• _Set task_: The records that follow must be repeated verbatim, every one of them.

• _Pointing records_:

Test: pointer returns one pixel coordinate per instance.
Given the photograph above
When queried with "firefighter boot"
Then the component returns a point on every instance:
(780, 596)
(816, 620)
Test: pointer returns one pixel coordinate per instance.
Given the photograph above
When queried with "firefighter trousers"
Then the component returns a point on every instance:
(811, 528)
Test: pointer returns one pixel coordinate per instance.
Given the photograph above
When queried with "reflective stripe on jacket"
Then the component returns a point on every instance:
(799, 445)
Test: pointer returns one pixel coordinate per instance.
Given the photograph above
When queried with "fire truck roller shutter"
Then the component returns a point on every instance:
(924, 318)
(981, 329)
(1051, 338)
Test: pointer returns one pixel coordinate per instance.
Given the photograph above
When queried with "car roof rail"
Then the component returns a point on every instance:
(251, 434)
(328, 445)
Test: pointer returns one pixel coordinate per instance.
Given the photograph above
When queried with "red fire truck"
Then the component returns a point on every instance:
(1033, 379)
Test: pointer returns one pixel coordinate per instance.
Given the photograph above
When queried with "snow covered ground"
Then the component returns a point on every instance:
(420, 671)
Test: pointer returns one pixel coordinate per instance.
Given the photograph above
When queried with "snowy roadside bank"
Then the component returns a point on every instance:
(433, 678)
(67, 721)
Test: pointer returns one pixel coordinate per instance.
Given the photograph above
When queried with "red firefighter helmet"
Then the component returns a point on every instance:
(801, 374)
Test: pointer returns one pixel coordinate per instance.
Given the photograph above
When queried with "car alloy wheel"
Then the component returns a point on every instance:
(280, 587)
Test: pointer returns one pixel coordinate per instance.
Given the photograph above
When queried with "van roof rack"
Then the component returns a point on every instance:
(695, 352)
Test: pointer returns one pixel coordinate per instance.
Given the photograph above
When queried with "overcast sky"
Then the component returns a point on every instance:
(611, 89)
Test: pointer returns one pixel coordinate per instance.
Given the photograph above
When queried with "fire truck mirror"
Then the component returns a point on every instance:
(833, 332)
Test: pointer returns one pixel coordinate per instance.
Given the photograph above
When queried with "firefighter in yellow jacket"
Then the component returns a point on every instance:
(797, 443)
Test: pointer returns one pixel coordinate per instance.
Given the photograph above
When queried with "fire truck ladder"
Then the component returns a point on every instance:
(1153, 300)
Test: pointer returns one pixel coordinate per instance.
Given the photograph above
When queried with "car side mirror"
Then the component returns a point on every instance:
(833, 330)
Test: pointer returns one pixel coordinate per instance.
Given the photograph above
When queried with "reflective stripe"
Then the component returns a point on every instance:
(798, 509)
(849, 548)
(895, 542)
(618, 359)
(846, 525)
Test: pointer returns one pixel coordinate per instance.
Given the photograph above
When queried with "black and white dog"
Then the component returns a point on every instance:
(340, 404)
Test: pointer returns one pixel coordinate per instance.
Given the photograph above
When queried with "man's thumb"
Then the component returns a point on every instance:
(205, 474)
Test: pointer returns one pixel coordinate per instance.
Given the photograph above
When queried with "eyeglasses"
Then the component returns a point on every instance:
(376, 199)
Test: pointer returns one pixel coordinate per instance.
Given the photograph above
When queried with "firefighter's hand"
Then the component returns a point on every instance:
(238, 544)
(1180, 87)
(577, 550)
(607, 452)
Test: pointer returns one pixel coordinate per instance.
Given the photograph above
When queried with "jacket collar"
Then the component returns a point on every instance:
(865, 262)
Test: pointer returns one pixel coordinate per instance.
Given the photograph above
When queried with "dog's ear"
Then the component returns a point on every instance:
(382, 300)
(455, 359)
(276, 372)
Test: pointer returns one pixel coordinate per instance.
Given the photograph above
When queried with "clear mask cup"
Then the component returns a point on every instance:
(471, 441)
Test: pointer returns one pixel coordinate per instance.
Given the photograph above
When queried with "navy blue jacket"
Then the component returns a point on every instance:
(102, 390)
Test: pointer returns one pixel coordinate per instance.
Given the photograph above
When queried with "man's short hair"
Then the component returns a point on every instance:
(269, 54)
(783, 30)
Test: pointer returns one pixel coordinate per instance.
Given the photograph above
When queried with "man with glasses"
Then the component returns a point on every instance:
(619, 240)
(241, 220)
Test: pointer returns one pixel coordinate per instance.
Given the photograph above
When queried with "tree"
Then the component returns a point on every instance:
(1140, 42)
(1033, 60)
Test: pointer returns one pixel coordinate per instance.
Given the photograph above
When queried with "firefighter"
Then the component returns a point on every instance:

• _The result_:
Test: pointer returns one pixel coordinate per instance.
Given the photograph above
When queried with "firefighter boot"
Then the component returns a point on every instance:
(780, 596)
(816, 620)
Test: pointer returns one pixel coordinate per instance.
Given the photograph above
When queried with "firefighter trousers"
Then the component returns a point on every instance:
(811, 528)
Test: pointer returns one pixel coordinate per instance.
Given the photograph above
When queried with "reflective stripe on jacket"
Then the component returns a point on every instance:
(799, 445)
Test: pointer returns one pixel coordinate per instance.
Given the photograph above
When queried with "fire truck roller shutter"
Then the component returns a point on every instance:
(924, 318)
(981, 329)
(1051, 338)
Test: pointer returns one pixel coordinate per instance.
Given the photograph above
When queried with "car roof rail"
Then the component returns a point on every instance:
(251, 434)
(328, 445)
Test: pointer returns one pixel coordinate per instance.
Given the photograph above
When queried with "red fire truck"
Then the component returns a point on every instance:
(1033, 379)
Test: pointer returns one pixel coordinate per instance.
Given the photograph above
When queried with "snow covered ground"
Then the component returns a point on every instance:
(420, 671)
Test: pointer returns one pixel coordinate per instance.
Given the photograph above
When queried with "snowy roadside bank"
Then the component returns a point on every instance:
(433, 678)
(67, 721)
Test: pointer returns one pixel coordinate per instance.
Given the photograph above
When queried with "red firefighter helmet"
Then the component returns a point on every instance:
(801, 374)
Test: pointer returns one pixel coordinate per instance.
Given the photograph above
When queried with "car alloy wheel"
Then the component returns a point on every instance:
(280, 587)
Test: pointer returns one pixel coordinate per instance.
Given the photograph above
When queried with "van roof rack"
Then the component returns a point on every instance:
(695, 352)
Test: pointer returns one pixel coordinate per instance.
Given the photograph above
When queried with "overcast sky"
Then the component returns a point on every instance:
(611, 89)
Test: pointer returns one pixel coordinate per instance.
Given the photograph above
When queried with "fire truck mirror"
Then the component returns a point on every instance:
(833, 332)
Test: pointer returns one pixel coordinate per instance.
Given the photograph above
When queried with "firefighter in yellow jacket"
Then the component returns a point on every instance:
(797, 443)
Test: pointer returns one pixel coordinate per instance.
Given the photograph above
When queried with "fire truck ladder"
Then the component returns a point on every instance:
(1153, 300)
Test: pointer returns one pixel coordinate per instance.
Given the photograph above
When queried with "car side mirror"
Then the component returns a point on every instance:
(833, 330)
Test: pointer returns one pixel coordinate per instance.
Given the photograph above
When queried with "reflective stripe"
Then the component returns a point on every instance:
(798, 509)
(849, 548)
(895, 542)
(618, 359)
(846, 525)
Test: pointer returns one pixel coordinate per instance.
Given the photograph above
When queried with "black and white dog"
Then the component returns a point on every instance:
(340, 404)
Test: pointer returns one pixel coordinate per instance.
Given the photograph above
When queried with "man's thumb"
Then the component returns a point on every instance:
(205, 474)
Test: pointer returns one pixel coordinate per instance.
Given the photograph above
When queried with "eyeglasses"
Then the component returns a point on every instance:
(376, 199)
Test: pointer returns one pixel coordinate per instance.
Given the photograph above
When queried with "firefighter's hand"
Then the component returns a point on every instance:
(238, 544)
(1180, 87)
(577, 550)
(607, 452)
Test: pointer returns one pixel coordinate per instance.
Given the photograph above
When queried with "jacket collar"
Then the component returns a point on every instance:
(865, 262)
Test: pointer returns one pixel coordinate per instance.
Given the photograph above
When queried with "dog's ear"
Then the component returns a point on every instance:
(382, 300)
(455, 359)
(276, 372)
Test: pointer returns one pixel coordinate per instance.
Given the photograph above
When queried with "clear mask cup"
Then the component returns a point on every instance:
(471, 441)
Test: pointer returns one pixel coordinate per instance.
Given the photograph above
When queried with "navy blue jacket"
Then the component returns a point on every instance:
(102, 390)
Test: pointer returns one pixel coordinate per instance.
Given the photograph above
When queried with "man's short hair"
Then the component returns a point on every instance:
(269, 54)
(783, 30)
Test: pointer returns one pixel coordinate per instance.
Given the photograph above
When queried with "man with glasses"
Then the component returns a point on every instance:
(619, 240)
(241, 220)
Test: pointer returns one pixel coordinate per instance.
Given the photograph above
When queried with "tree"
Then the component returns a point on every instance:
(1140, 42)
(1033, 60)
Test: pointer returns one pixel coordinate per instance.
Given the photograph above
When queried with "firefighter"
Then the component returns a point on every instance:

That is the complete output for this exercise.